* [SUPPLIED TEXT]:
SOAR IAR (Infantry Assault Rifle) is the improvement version of piston variant, with 14.5-inch barrel assault rifle, 5.56x45mm cartridge, Short Stroke Piston operating system, and rate reducing system in full-auto mode in order to make full-auto fire controllable. It features M-LOK attachment system as part of the weapon's Mission Adaptable Handguard System (MAHS).

====SOAR CQB====
SOAR CQB (Close Quarter Battle) is 10-inch barrel assault carbine, with 5.56x45mm cartridge, short stroke piston system and rate reducing system, designated for CQB and counterterrorism operations.

====SOAR SCW====
SOAR SCW (Sub Compact Weapon) is a 7.5-inch barrel compact assault rifle using rate reduction system meant as the close gap between the 9x19mm submachine-gun that have low penetration and the 5.56x45mm personal defense weapon that have uncontrollably issue in full-auto fire mode during CQC or CQB operations, without needing to develop new rounds but using the existing 5.56×45mm caliber rounds.

* [SUPPLIED DATA]:
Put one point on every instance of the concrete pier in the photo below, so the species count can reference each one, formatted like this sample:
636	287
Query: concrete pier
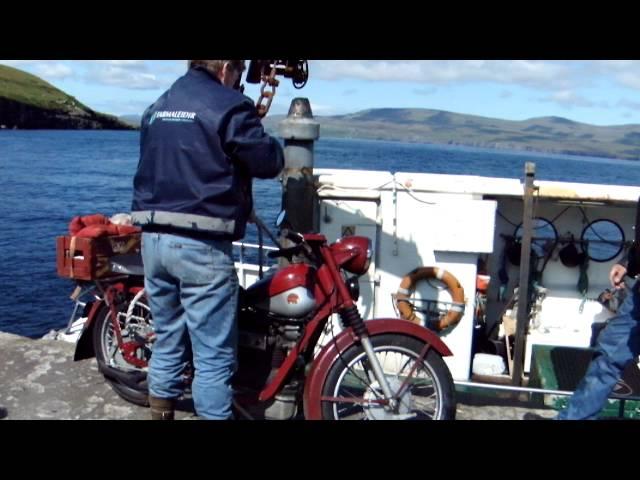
40	380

* [QUESTIONS ON THE MATERIAL]:
1. Please reproduce the passage from the SOAR rifle text, starting at "SOAR IAR (Infantry" and ending at "Handguard System (MAHS).".
2. In the SOAR rifle text, what barrel length does the SOAR CQB have?
3. Continue the SOAR rifle text from its last sentence.

* [EXPECTED RESULTS]:
1.
SOAR IAR (Infantry Assault Rifle) is the improvement version of piston variant, with 14.5-inch barrel assault rifle, 5.56x45mm cartridge, Short Stroke Piston operating system, and rate reducing system in full-auto mode in order to make full-auto fire controllable. It features M-LOK attachment system as part of the weapon's Mission Adaptable Handguard System (MAHS).

2. A 10-inch barrel.

3.
Piston variants
| Specifications | SOAR IAR | SOAR CQB | SOAR SCW |
|---|---|---|---|
| Caliber | 5.56×45 mm |  |  |
| Barrel length | 14.5 in/ 36.8 cm, 16 in/ 40.6 cm | 10.5 in/ 26.7 cm, 11.5 in | 7.5 in/ 19.5 cm |
| Rate of fire | Fully Adjustable 550–850rpm |  |  |
| Mode of Fire | Safe, Semi, Reduced Full-Auto |  |  |
| Weight | 8 lbs/ 3.6 kg w/o magazine, LPVO | 7.5 lbs/ 3.40 kg | 6.825 lbs/ 3.096 kg w/o magazine |
| Muzzle Velocity | 2,800 ft/sec, 853 m/sec M855 |  | 2,303 ft/sec, 702 m/sec M855 |
| Capacity | 20, 30, 40, 60 round magazine | 20, 30, 40 round magazine |  |
| Length of Stock Retracted | 32 in/ 81.28 cm | 28 in/ 71.1 cm | 24 in/ 60.9 cm |
| Length of Stock Extended | 35.5 in/ 90.17 cm | 31 in/ 78.7 cm | 27.25 in/ 69.22 cm |
| Stock Position | 3 point adjustable |  |  |

==Users==

- Peru
- Philippines: Philippine Army Special Operations Command, PNP Special Action Force, Lapu-Lapu City SWAT.
- Indonesia: SOAR IAR used by the Marine Corps. SOAR SCW used by Kostrad Raider Infantry Battalion of the Indonesian Army.
- Malaysia: Limited use by Special Actions Unit of the Royal Malaysia Police
- Thailand: Limited use by Naval Special Warfare Command (Thailand) and Arintaraj 26
- United States: Limited use with some SWAT teams
- Vietnam: Limited use by Military Marksman Demonstration Team.